§ THE RECORDS
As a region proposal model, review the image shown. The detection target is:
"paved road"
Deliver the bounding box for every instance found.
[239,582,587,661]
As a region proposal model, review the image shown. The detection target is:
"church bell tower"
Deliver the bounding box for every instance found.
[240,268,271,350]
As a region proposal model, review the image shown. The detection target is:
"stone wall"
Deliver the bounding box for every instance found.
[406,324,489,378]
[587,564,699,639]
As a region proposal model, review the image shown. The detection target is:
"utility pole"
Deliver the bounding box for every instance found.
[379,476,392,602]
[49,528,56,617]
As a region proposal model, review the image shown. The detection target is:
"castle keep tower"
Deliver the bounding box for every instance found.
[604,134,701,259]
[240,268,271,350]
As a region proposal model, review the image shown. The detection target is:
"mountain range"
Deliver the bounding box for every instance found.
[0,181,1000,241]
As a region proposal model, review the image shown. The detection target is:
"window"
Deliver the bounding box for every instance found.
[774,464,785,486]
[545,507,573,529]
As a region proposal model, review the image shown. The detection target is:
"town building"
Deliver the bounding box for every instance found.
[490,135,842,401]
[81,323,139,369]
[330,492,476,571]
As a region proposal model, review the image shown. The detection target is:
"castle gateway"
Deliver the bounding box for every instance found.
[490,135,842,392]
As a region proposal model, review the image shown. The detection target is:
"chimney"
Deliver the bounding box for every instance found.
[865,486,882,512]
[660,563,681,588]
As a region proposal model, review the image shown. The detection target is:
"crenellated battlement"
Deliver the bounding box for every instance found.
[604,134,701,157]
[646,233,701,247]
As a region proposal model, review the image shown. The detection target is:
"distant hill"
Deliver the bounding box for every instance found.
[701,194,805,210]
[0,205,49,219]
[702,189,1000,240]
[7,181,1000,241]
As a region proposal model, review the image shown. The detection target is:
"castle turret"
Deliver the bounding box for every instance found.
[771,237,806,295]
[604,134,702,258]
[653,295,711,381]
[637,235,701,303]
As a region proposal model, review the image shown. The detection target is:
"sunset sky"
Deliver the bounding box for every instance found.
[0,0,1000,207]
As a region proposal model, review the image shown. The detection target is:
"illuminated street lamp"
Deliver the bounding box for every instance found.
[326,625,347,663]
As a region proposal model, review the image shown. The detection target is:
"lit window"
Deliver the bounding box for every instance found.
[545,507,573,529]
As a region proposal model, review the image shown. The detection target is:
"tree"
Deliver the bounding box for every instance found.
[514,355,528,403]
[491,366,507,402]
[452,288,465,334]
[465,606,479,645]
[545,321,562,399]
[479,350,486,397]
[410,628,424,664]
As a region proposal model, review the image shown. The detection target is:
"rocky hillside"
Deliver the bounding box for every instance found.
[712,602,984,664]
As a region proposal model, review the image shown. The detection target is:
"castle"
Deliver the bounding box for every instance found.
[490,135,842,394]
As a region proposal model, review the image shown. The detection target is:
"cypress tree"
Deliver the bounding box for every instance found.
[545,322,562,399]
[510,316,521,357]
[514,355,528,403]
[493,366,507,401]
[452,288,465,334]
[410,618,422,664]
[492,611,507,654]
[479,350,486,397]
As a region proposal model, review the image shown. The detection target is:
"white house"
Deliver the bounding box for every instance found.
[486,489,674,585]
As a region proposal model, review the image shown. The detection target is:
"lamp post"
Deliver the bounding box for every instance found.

§ WHAT THE TASK ASKS
Please filter the data above down to every line that contains the word "castle".

§ SOLUTION TO THIS EXERCISE
"castle keep tower"
"castle gateway"
"castle turret"
"castle"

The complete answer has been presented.